Dataset »
--
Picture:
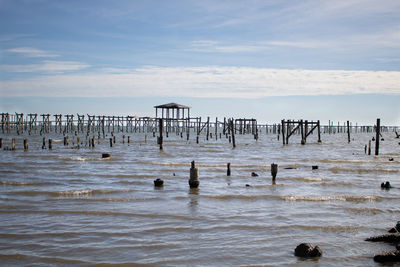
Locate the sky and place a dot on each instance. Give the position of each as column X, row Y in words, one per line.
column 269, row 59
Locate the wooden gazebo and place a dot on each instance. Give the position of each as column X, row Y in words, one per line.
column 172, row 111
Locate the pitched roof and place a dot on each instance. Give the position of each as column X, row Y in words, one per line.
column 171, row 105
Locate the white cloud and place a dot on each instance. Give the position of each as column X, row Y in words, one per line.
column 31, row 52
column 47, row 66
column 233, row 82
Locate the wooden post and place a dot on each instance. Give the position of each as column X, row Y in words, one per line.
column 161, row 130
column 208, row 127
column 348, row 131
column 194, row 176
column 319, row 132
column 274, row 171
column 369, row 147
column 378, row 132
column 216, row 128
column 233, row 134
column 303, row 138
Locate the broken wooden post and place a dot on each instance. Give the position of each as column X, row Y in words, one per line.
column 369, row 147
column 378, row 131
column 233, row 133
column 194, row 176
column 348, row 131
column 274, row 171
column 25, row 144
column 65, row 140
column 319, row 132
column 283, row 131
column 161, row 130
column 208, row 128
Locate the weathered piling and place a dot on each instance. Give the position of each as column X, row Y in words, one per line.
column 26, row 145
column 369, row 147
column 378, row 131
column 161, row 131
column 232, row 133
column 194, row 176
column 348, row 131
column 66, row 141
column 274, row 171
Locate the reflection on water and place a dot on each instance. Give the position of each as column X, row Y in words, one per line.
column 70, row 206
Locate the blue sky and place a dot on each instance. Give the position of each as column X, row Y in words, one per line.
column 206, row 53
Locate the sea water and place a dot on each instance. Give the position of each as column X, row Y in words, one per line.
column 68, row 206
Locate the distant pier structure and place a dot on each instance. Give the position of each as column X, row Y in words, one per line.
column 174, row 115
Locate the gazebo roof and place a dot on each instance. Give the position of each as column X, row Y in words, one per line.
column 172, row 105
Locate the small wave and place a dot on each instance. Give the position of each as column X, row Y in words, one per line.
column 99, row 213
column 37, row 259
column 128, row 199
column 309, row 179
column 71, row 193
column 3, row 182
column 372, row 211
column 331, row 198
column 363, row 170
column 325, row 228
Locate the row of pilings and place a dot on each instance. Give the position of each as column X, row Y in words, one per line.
--
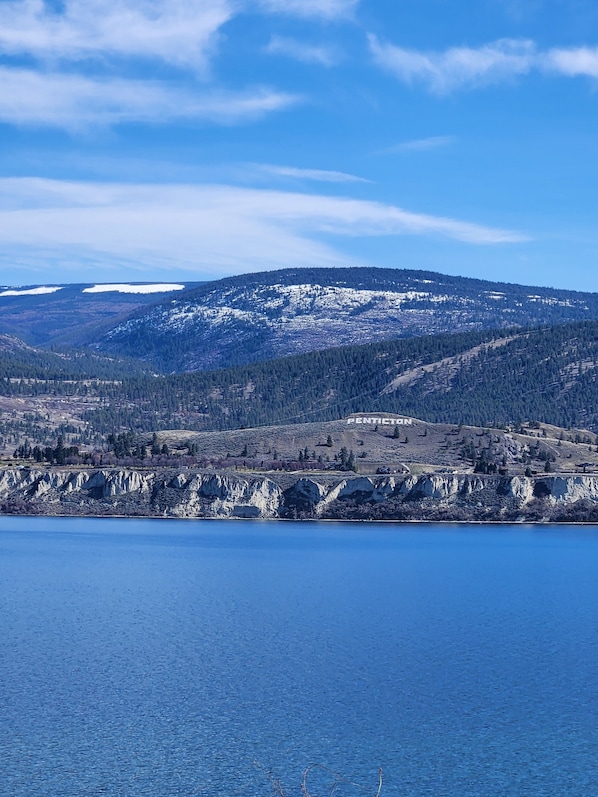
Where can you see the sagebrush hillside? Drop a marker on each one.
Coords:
--
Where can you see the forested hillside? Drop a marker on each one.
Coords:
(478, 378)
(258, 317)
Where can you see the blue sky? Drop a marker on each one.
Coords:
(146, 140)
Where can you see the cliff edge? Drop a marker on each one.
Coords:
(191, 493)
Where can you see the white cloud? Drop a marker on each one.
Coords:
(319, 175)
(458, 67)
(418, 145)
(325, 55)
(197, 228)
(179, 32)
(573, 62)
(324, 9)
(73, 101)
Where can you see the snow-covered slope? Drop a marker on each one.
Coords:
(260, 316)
--
Reproduce every line of the material above that has the string "Where".

Result of the task »
Where can you see the sagebrush hillside? Drop a marker on each one.
Where can you see the forested hillside? Drop a marker on each one.
Where can you see the blue sky? Drop a marker on each one.
Where can you see the cliff edge? Drop a marker on each one.
Where can you see the white cloud? Drop a marker on each one.
Where can you see the snow-covered slope? Drop a marker on each one.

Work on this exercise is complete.